**WRITTEN EXERCISE**
Output every line of the records below as a JSON list of strings, with one string per line and no blank lines.
--- START INFORMATION SUPPLIED ---
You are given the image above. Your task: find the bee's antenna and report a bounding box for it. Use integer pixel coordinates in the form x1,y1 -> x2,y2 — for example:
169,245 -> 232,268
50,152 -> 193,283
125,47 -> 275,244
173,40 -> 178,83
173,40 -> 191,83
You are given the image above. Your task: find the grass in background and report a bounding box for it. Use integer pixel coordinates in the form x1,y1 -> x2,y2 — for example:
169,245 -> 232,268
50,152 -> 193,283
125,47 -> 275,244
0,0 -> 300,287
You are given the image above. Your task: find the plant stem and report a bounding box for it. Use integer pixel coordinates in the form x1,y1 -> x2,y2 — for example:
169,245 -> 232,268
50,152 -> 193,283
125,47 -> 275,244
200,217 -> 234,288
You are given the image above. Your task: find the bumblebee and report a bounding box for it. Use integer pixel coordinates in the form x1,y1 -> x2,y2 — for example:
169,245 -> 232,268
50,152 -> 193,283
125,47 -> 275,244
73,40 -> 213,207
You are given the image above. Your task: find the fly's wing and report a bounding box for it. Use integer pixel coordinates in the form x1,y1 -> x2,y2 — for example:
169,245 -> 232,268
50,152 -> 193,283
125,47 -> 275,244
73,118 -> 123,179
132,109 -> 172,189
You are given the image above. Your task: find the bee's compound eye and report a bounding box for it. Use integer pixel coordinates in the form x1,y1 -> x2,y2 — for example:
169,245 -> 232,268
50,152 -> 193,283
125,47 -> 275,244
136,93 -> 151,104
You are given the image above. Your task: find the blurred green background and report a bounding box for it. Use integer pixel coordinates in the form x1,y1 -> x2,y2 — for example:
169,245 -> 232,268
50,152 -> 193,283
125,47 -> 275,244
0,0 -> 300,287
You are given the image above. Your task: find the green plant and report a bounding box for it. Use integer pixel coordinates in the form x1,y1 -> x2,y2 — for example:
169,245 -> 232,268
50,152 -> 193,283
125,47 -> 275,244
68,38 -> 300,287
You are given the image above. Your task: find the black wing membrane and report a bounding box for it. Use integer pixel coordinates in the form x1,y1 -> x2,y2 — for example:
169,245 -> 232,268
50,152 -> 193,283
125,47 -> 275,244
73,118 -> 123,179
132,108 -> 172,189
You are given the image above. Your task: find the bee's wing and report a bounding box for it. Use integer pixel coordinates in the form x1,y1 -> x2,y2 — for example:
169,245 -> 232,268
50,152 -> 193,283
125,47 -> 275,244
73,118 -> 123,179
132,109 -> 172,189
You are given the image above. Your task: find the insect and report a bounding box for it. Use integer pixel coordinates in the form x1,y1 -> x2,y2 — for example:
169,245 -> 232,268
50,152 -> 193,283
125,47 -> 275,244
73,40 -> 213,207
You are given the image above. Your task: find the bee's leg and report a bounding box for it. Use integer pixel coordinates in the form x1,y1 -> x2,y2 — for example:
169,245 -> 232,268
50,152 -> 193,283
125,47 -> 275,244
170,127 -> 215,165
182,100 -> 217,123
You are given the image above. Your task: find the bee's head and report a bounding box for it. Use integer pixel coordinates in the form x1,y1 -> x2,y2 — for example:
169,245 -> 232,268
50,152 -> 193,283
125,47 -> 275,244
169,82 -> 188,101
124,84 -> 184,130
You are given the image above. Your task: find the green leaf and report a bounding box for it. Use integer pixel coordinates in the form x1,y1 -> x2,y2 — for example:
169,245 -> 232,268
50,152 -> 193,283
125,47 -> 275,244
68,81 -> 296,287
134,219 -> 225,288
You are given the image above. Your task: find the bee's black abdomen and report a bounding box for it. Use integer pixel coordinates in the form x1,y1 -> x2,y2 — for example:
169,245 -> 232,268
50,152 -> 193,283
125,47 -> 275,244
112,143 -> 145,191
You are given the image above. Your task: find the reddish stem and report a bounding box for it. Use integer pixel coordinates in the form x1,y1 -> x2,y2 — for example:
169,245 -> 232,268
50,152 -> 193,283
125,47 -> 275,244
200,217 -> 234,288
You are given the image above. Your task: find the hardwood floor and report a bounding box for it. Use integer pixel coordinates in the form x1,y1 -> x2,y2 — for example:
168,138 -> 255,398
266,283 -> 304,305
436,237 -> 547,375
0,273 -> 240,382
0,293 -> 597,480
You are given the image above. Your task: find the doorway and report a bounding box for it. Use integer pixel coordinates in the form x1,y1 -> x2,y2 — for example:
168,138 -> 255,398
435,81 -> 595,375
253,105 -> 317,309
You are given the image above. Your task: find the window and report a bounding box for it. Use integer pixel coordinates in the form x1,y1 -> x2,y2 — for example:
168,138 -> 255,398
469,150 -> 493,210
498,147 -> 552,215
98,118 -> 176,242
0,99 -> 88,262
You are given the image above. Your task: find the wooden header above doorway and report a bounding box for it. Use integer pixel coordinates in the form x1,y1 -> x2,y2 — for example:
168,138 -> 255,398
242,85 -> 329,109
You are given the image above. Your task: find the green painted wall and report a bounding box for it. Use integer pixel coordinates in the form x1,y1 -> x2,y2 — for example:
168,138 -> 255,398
--- END INFORMATION SUPPLIED ---
**TASK ANSWER**
[
  "You are given the image above. Your task: find the bee's antenna and report a bounding box for it. Use integer pixel coordinates in the form x1,y1 -> x2,y2 — for example:",
  "169,245 -> 232,268",
  "50,152 -> 193,283",
  "125,47 -> 275,244",
  "173,40 -> 178,83",
  "173,40 -> 191,83",
  "You are given the image above. Your task: find the grass in background and report a bounding box for it. Use integer pixel coordinates in the form x1,y1 -> x2,y2 — for example:",
  "169,245 -> 232,268",
  "50,152 -> 193,283",
  "125,47 -> 275,244",
  "0,0 -> 300,287",
  "You are given the image above. Your task: find the plant stem and report a bounding box for it. Use integer pixel coordinates in the form x1,y1 -> x2,y2 — for example:",
  "169,245 -> 232,268",
  "50,152 -> 193,283",
  "125,47 -> 275,244",
  "200,217 -> 234,288",
  "You are given the image above. Your task: find the bumblebee and report a bounding box for it. Use integer pixel coordinates in the form x1,y1 -> x2,y2 — for example:",
  "169,245 -> 232,268",
  "50,152 -> 193,283",
  "125,47 -> 275,244",
  "73,40 -> 213,207",
  "You are given the image above. Your task: find the fly's wing and report a bounding box for it. Use integer pixel coordinates in the form x1,y1 -> x2,y2 — for example:",
  "169,245 -> 232,268",
  "50,152 -> 193,283",
  "125,47 -> 275,244",
  "73,118 -> 123,179",
  "132,109 -> 172,189",
  "You are given the image above. Your task: find the bee's compound eye and report a bounding box for it. Use integer pixel coordinates in the form x1,y1 -> x2,y2 — for example:",
  "169,245 -> 232,268",
  "50,152 -> 193,283",
  "125,47 -> 275,244",
  "136,93 -> 151,104",
  "You are given the image above. Your task: find the blurred green background and report a bounding box for it. Use integer pixel coordinates in the form x1,y1 -> x2,y2 — for example:",
  "169,245 -> 232,268",
  "50,152 -> 193,283",
  "125,47 -> 275,244",
  "0,0 -> 300,287",
  "You are given the image above. Your task: find the green plant and report a bounding box for it. Use integer pixel coordinates in the form x1,y1 -> x2,y2 — for example:",
  "169,245 -> 232,268",
  "50,152 -> 193,283",
  "125,47 -> 275,244",
  "68,38 -> 300,287",
  "You are given the image above. Your task: find the black wing membrane and report a bounding box for it. Use integer pixel coordinates in the form x1,y1 -> x2,y2 — for example:",
  "169,245 -> 232,268",
  "50,152 -> 193,283",
  "125,47 -> 275,244",
  "73,118 -> 123,179",
  "132,108 -> 172,189",
  "You are given the image above. Your task: find the bee's wing and report a bounding box for it. Use integer pixel coordinates in the form x1,y1 -> x2,y2 — for example:",
  "169,245 -> 232,268",
  "50,152 -> 193,283",
  "125,47 -> 275,244",
  "73,118 -> 123,179",
  "132,109 -> 172,189",
  "You are given the image above. Your task: find the insect and report a bounding box for it. Use integer pixel coordinates in the form x1,y1 -> x2,y2 — for example:",
  "169,245 -> 232,268",
  "50,152 -> 193,283",
  "125,47 -> 275,244",
  "73,40 -> 213,207",
  "You are given the image above. Your task: find the bee's leg and report a bounding box for it. Use integer pixel coordinates in the form x1,y1 -> x2,y2 — for example:",
  "169,245 -> 232,268",
  "50,152 -> 193,283",
  "125,47 -> 275,244",
  "170,127 -> 215,165",
  "182,100 -> 217,123",
  "You are given the image above. Your task: find the bee's head and report a bounding box for it. Use integer pixel coordinates in the form x1,y1 -> x2,y2 — for example:",
  "169,245 -> 232,268",
  "50,152 -> 193,283",
  "125,47 -> 275,244",
  "169,82 -> 188,101",
  "124,84 -> 184,130",
  "You are given the image above. Your task: find the green leaf and report a bounding box for it. Use integer pixel coordinates in the form x1,y1 -> x2,y2 — for example:",
  "169,245 -> 232,268",
  "50,152 -> 193,283",
  "125,47 -> 275,244",
  "68,81 -> 296,287",
  "134,219 -> 225,288",
  "You are given the image above. Your task: find the bee's black abdomen and report a bounding box for it. Use integer pixel coordinates in the form x1,y1 -> x2,y2 — for example:",
  "169,245 -> 232,268",
  "50,152 -> 193,283",
  "125,47 -> 275,244",
  "112,143 -> 145,191",
  "You are given the image above. Your task: find the reddish stem and report a bounding box for it. Use integer pixel coordinates in the form x1,y1 -> x2,y2 — for example:",
  "169,245 -> 232,268",
  "50,152 -> 193,283",
  "125,47 -> 275,244",
  "200,217 -> 234,288",
  "You are given the image above. Your task: find the hardwood floor and report a bounding box for it. Use integer pixel coordinates in the form x1,y1 -> x2,y2 — for example:",
  "168,138 -> 255,398",
  "266,283 -> 304,305",
  "436,237 -> 547,375",
  "0,273 -> 240,382",
  "0,293 -> 597,480",
  "You are given the image above. Your task: find the doorway and report a bounding box for it. Use integer pixel coordinates in the form x1,y1 -> x2,y2 — for example:",
  "168,138 -> 255,398",
  "435,81 -> 595,375",
  "253,105 -> 317,309",
  "You are given the image above. Your task: find the window and report a bounding box for it. Use integer pixel coordinates in the form x1,y1 -> x2,y2 — for example:",
  "168,138 -> 255,398",
  "469,150 -> 493,210",
  "498,147 -> 552,215",
  "98,118 -> 176,242",
  "0,99 -> 88,262",
  "You are given the image above. Your task: find the wooden header above doorway and report a bounding box for it. Use integer pixel coordinates in the form x1,y1 -> x2,y2 — for example:",
  "168,138 -> 255,398",
  "242,85 -> 329,109",
  "You are given the image above. Your task: find the green painted wall and report a bounding box for it. Use integer pixel coordinates in the form x1,y1 -> x2,y2 — for example:",
  "168,138 -> 255,398"
]